● **To do**:
Reproduce, word for word, the passage of the retail bankruptcy article below that begins with the words containing "Yucaipa is described" and ends with "in the Northeast.".

● **Given text**:
=======
Wet Seal had previously filed for bankruptcy in January 2015, and Versa soon acquired the company out of Chapter 11 for $7.5 million.
Another Versa investment, Meriden, Connecticut-based Eastern Outfitters LLC, the corporate parent of Bob’s Stores and Eastern Mountain Sports, filed for bankruptcy protection in February. A $101 million cash offer from British sporting goods retailer Sports Direct to buy about 50 of the stores was approved by a bankruptcy judge on Wednesday. The chains have already started closing other stores.
Eastern Outfitters had acquired Bob’s Stores and Eastern Mountain Sports following the April 2016 bankruptcy of Vestis Retail Group LLC, the Versa-backed previous owner of the two chains. Versa bought them back for $1.5 million in cash and the forgiveness of $35 million in loans that had been made to the chains.
The July 2015 bankruptcy of Montvale, New Jersey-based supermarket operator Great Atlantic & Pacific Tea Co., also known as A&P, parent of the Waldbaum’s and Pathmark stores, hit Long Island hard. A&P was owned by private equity firms Mount Kellett Capital Management, of Manhattan, and Yucaipa Companies, a Los Angeles firm led by billionaire Ronald Burkle.
A&P listed liabilities — debt and other obligations — of more than $1 billion in its 2015 bankruptcy filing. It had first filed for bankruptcy in 2010 before emerging in 2012 as a privately held company.
Mount Kellett did not respond to requests for comment.
Yucaipa “owned such a small sliver of” A&P, said spokesman Frank Quintero. Bankruptcy court records show Yucaipa owned nearly 23 percent of A&P. “We weren’t in control of that company for many years.”
Yucaipa is described as a private equity firm by financial reporting organizations. Quintero said it is an investment firm, not a private equity firm, because it mostly uses the founder’s capital, rather than investors’ money.
“We hold businesses for a long time,” Quintero said. “We buy businesses to grow them and help them.”
The closure of nearly 300 A&P-owned stores affected about 28,500 employees in the Northeast.
John Candia, 29, of East Meadow, worked at the Waldbaum’s in Jericho. A a part-time customer service supervisor, he was with the chain for 11 years. He was unemployed for a year until he found a part-time job in November as a cashier at a Kohl’s store.
“People don’t really realize how much closing of stores hurts us, not just financially, but emotionally and mentally,” said Candia, who still can’t bring himself to visit the Hmart supermarket that replaced his Waldbaum’s. “To try to forget what happened is the hardest thing.”
Topeka, Kansas-based shoe chain Payless ShoeSource, owned by Golden Gate Capital and Blum Capital Partners, two San Francisco private equity firms, filed for Chapter 11 bankruptcy this month with $1.5 billion in liabilities. Payless said it plans to reduce its debt by almost 50 percent. It has started to close nearly 400 of its more than 4,400 stores as part of the reorganization, including three on Long Island.
Payless paid nearly $350 million in debt-funded dividends to its private equity owners and their investors since the company’s 2012 leveraged buyout, Moody’s reported in March.
Golden Gate Capital declined to comment. Blum Capital Partners did not respond to requests for comment.
Sports Authority, of Englewood, Colorado, was bought by Los Angeles-based private equity firm Leonard Green & Partners in 2006 for $1.3 billion. Sports Authority filed for Chapter 11 in March 2016 with liabilities of $1.1 billionand has closed all of its more than 450 stores and laid off about 14,500 people.
Leonard Green did not respond to requests for comment.
The number of retailers that Moody’s considers “distressed” is at its highest level since the Great Recession, it reported in March. Moody’s identified 19 distressed retailers that it has rated, including Payless, department store chain Sears and supermarket chain Fairway, that had more than $3.7 billion in public debt maturing in the next five years.
“When things are good, you can handle the debt,” Davidowitz said. “When it gets bad, debt kills you.”
=======
● **Extracted information**:

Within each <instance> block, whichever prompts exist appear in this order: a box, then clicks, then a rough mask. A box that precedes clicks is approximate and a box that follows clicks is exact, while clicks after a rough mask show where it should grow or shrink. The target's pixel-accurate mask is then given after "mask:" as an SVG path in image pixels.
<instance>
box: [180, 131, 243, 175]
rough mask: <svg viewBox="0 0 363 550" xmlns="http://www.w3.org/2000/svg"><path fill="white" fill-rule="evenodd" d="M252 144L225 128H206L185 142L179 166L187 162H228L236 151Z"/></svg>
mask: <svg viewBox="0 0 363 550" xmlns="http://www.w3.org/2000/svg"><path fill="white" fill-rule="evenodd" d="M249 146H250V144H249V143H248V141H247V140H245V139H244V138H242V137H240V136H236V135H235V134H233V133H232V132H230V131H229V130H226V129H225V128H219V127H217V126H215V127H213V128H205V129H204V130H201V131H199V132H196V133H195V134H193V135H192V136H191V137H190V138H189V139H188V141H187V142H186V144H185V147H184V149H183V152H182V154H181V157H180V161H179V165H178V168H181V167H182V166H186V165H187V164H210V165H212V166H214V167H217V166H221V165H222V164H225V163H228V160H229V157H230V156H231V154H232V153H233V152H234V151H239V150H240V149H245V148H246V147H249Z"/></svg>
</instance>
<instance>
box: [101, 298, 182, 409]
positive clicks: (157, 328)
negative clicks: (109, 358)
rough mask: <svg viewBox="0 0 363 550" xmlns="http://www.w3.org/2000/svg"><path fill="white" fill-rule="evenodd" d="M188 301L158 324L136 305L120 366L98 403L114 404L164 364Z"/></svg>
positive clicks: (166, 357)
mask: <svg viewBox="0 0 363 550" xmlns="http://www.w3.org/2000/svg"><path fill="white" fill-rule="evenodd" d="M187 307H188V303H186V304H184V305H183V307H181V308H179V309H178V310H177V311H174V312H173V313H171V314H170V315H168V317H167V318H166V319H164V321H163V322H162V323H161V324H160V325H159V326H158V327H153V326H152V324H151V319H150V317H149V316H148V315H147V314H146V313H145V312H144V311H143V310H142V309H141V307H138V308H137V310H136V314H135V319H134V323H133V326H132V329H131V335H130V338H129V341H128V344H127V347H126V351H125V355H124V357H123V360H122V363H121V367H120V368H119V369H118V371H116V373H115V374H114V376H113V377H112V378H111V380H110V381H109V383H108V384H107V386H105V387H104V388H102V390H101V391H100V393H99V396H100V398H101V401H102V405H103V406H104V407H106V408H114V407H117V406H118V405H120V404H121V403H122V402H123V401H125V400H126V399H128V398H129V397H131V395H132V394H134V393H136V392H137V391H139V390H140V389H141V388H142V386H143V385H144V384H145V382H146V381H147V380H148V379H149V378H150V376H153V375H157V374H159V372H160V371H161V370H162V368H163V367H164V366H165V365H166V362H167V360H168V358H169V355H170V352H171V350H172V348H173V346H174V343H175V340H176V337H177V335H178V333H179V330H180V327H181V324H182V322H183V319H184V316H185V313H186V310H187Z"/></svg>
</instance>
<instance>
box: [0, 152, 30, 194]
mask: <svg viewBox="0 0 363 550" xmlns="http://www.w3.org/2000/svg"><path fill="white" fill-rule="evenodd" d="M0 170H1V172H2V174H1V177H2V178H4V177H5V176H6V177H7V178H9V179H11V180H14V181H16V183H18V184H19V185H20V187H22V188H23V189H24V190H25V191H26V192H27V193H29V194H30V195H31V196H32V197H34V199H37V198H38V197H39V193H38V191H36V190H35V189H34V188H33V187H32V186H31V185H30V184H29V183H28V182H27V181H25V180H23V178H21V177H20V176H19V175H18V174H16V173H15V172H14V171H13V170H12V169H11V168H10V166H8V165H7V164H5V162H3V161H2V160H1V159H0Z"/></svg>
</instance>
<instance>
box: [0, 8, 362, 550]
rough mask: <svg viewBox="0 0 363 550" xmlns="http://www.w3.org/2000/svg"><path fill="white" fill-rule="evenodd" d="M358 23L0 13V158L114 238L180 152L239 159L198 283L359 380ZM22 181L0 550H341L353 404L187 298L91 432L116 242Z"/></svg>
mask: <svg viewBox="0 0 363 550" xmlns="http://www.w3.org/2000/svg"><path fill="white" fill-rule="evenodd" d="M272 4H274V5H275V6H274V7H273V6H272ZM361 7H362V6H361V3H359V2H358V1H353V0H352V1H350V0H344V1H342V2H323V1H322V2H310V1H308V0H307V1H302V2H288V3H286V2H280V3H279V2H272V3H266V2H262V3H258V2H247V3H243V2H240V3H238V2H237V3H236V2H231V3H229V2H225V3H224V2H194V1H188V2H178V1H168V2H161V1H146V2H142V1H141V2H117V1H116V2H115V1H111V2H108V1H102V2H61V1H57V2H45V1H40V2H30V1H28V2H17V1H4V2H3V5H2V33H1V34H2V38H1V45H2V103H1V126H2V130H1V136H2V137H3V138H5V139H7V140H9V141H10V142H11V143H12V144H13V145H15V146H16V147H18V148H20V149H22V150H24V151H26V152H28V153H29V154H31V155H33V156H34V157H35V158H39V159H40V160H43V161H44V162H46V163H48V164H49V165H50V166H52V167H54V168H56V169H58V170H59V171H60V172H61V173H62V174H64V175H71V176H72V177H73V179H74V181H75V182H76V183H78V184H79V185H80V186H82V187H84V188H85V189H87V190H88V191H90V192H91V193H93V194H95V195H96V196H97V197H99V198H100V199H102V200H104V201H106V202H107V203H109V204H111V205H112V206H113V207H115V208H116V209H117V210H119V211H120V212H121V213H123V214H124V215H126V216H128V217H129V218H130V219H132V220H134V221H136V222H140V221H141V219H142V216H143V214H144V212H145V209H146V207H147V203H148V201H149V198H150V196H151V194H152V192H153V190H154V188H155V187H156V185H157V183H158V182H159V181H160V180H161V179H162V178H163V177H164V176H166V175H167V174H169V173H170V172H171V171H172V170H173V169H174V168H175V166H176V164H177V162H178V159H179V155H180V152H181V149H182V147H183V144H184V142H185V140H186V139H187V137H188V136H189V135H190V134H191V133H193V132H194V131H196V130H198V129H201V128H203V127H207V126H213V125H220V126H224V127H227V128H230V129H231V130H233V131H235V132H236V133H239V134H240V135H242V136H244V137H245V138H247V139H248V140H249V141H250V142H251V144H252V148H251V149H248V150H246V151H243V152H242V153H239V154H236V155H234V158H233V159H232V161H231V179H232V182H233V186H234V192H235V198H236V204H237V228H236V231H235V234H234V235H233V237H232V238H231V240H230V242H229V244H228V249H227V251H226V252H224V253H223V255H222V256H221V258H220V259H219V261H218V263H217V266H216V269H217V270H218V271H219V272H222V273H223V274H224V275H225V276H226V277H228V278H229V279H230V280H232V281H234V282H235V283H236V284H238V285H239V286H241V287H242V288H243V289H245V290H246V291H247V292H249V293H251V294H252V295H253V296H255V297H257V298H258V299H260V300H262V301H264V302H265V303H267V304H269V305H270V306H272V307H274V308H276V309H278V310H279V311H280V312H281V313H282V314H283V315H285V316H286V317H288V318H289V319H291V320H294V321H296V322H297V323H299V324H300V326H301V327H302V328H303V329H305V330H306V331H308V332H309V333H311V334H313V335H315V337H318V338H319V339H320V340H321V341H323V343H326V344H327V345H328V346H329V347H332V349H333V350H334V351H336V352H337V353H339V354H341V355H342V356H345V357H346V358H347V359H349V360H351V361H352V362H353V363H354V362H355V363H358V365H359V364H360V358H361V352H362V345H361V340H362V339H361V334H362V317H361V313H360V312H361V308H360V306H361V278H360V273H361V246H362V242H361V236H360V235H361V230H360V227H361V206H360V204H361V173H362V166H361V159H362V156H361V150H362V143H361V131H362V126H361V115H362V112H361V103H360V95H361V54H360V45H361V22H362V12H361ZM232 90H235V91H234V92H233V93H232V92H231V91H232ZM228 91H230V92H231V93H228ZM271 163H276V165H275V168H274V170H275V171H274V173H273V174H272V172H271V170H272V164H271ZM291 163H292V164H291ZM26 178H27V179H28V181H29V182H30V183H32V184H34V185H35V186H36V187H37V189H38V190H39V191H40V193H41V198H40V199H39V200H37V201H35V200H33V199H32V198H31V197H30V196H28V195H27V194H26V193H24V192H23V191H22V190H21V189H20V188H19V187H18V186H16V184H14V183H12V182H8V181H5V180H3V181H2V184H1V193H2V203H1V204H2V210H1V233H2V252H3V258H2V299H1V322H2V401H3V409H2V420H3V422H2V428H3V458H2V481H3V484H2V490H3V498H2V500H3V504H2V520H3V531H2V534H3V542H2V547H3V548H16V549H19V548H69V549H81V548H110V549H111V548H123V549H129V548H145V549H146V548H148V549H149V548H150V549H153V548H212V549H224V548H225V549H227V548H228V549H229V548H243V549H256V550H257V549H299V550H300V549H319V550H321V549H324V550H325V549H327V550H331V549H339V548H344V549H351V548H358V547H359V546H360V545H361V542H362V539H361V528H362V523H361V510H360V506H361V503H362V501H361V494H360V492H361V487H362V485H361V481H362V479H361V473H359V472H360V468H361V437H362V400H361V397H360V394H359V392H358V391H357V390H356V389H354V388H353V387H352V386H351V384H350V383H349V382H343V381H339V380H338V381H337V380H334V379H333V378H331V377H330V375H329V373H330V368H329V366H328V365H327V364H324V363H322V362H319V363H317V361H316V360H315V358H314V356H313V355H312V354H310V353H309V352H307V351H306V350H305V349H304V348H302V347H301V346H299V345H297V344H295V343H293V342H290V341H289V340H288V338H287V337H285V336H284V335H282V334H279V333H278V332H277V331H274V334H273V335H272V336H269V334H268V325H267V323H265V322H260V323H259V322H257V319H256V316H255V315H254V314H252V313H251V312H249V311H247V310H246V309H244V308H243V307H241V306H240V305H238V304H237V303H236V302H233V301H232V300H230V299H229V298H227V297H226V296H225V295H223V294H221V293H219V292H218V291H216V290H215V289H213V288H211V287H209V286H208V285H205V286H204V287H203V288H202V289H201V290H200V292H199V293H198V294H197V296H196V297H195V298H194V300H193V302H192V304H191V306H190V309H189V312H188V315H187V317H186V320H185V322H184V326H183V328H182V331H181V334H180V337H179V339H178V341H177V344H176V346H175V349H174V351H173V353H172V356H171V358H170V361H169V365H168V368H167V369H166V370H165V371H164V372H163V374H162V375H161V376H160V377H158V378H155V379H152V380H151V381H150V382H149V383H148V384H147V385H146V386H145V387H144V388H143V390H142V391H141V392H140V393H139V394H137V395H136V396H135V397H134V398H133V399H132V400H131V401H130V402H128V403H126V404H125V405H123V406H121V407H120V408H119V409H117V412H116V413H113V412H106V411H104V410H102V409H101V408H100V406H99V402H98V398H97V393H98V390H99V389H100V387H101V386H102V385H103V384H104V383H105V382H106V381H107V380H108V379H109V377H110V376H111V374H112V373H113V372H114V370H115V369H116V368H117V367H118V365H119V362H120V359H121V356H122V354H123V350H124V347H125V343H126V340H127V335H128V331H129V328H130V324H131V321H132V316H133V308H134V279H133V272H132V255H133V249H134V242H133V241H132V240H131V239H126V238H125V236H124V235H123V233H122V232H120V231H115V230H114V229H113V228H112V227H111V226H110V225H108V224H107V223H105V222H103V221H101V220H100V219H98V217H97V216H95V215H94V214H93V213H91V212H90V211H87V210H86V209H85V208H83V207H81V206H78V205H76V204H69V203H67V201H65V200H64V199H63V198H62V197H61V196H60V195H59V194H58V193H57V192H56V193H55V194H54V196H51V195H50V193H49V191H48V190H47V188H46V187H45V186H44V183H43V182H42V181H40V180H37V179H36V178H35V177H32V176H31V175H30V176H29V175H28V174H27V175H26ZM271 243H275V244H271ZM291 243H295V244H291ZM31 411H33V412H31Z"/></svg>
=======
● **Solution**:
Yucaipa is described as a private equity firm by financial reporting organizations. Quintero said it is an investment firm, not a private equity firm, because it mostly uses the founder’s capital, rather than investors’ money.
“We hold businesses for a long time,” Quintero said. “We buy businesses to grow them and help them.”
The closure of nearly 300 A&P-owned stores affected about 28,500 employees in the Northeast.